**SOURCE DATA:**
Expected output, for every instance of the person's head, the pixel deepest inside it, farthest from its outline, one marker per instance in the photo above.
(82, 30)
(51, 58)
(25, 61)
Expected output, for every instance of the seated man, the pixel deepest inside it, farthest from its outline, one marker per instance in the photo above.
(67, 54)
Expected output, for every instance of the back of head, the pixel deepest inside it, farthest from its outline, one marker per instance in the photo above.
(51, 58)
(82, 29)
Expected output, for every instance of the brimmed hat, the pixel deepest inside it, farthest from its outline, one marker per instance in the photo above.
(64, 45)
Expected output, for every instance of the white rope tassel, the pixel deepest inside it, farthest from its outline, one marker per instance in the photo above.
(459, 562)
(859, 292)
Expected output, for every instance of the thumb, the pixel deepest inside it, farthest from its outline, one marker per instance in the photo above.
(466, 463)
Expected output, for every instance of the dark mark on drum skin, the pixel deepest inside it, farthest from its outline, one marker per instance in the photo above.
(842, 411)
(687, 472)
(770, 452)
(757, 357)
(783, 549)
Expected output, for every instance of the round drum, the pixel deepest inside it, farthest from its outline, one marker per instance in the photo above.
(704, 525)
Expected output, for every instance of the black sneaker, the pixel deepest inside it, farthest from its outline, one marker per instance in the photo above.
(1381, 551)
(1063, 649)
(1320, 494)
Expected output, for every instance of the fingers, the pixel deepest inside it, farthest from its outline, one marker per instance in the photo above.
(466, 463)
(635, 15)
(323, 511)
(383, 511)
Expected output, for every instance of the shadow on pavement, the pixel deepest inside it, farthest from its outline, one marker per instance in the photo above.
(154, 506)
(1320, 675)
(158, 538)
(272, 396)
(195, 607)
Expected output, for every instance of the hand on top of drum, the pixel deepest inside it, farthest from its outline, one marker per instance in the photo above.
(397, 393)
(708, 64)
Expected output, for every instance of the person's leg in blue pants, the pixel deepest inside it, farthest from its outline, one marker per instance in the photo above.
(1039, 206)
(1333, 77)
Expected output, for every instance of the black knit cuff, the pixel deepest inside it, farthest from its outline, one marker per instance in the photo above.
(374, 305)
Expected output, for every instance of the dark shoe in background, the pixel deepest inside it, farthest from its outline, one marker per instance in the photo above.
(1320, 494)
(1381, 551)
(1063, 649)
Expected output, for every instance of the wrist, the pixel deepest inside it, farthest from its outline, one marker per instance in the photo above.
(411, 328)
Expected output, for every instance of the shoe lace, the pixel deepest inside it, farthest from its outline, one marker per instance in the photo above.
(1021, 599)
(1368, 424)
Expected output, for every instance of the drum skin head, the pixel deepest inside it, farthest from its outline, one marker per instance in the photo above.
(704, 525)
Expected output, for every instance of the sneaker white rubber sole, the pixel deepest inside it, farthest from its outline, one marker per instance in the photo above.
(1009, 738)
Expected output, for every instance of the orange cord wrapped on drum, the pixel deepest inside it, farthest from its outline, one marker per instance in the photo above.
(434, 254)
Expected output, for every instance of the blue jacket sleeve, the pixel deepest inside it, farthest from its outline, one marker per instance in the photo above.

**DESCRIPTION OF THE TASK:**
Beginning with the line that contains "Expected output, for every instance of the sneaker", return every line to the end of the listing, unchanged, and nothing else.

**TASK ANSWER:**
Expected output, for every instance of the sneaker white rubber sole, the pixel deepest inside it, farthest from its outline, one marker per instance in the photo above.
(1009, 738)
Expected output, for every instance of the orange cord wrapped on drum, the pixel deepest inside it, farthest from its outline, one marker per instance in the photo above.
(434, 254)
Expected output, for every instance of the blue jacket sleeve, the pixel deepest inside it, farthest from its outline, one marker per instance in the photo above.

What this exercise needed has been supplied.